◆ Reading text:

○ ○ ○ ○

In the computer vision field, solutions for recovering a clear view through bad weather such as haze and fog have been actively developed and yet, it remains an open problem. A typical approach is to use a dark channel prior [1, 2], which assumes one of the RGB channels should be dark in natural objects. Berman et al. [3] remove haze effects by clustering similar colors throughout the image and fitting haze-lines in the RGB space. While color-based methods sometimes struggle with artificial objects that are white or gray, our method does not depend on color information but instead uses temporal information. Another approach for seeing through fog is to use a geometric constraint. O’Toole et al. [4] optically mask the light rays using a synchronized projector-camera system so that only the reflection from a designated depth is captured. A similar idea is implemented on a galvo and linear sensor system [5]. While these methods capture an image slice at designated depth, our method recovers the depths of a foggy scene.

Light-in-flight imaging, also known as transient imaging, conveys rich information of the imaged scene. The reader is referred to the recent survey by Jarabo et al. [6] for a comprehensive overview. Light-in-flight imagery can be obtained by an interferometer [7], holography [8, 9], femtosecond-pulsed laser [10–12], and single photon avalanche diode sensor (SPAD) [13]. Light-in-flight can be also recovered using the ToF camera, with which the cost can be significantly reduced while the temporal resolution becomes lower. Light-in-flight can be obtained by frequency and phase sweep [14–17] and optical coding [18, 19]. When the ultra-high speed response is obtained, removing the fog effect is much easier to achieve. Indeed, SPAD observations are applied for seeing through fog [20] by analyzing the distribution of photon arrivals. Our method bypasses the exact recovery of the time domain responses and simply uses a ToF camera without any hardware modifications.

○ ○ ○ ○

◆ Source material:
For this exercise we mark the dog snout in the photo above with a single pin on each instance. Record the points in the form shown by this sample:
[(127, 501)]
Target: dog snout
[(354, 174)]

○ ○ ○ ○

◆ Required actions:
[A] Answer these about the passage on seeing through fog:
(i) What does the dark channel prior assume?
(ii) What system do O’Toole et al. use to optically mask the light rays?
(iii) What happens to cost and temporal resolution when light-in-flight is recovered with a ToF camera?
[B] Please carry on the passage on seeing through fog, picking up after its final sentence.

◆ Per-task answers:
[A]
(i) It assumes that one of the RGB channels should be dark in natural objects.
(ii) A synchronized projector-camera system.
(iii) The cost can be significantly reduced, while the temporal resolution becomes lower.

[B]
Multi-path interference is a problem of ToF measurement. Waves of multiple paths caused by scattering and inter-reflection interfere and superpose into a single wave hence the measured depth becomes unreliable. Recovering the correct depth of the multi-path scene is of broad interest and has been studied using the 2-bounce model [21–23], parametric model [24, 25], K-sparsity [26, 27], simplified indirect reflection model [28], frequency analysis [29], consistency between ToF and stereo [30], and material database [31]. Our method falls into this class but is unique with regards to using both temporal and spatial information.

Fig. 2 Phasor representation of AMCW ToF camera observation. Amplitude and phase of the returned light corresponds to the reflectance and the depth of the object, respectively. Both are represented in the polar coordinate frame.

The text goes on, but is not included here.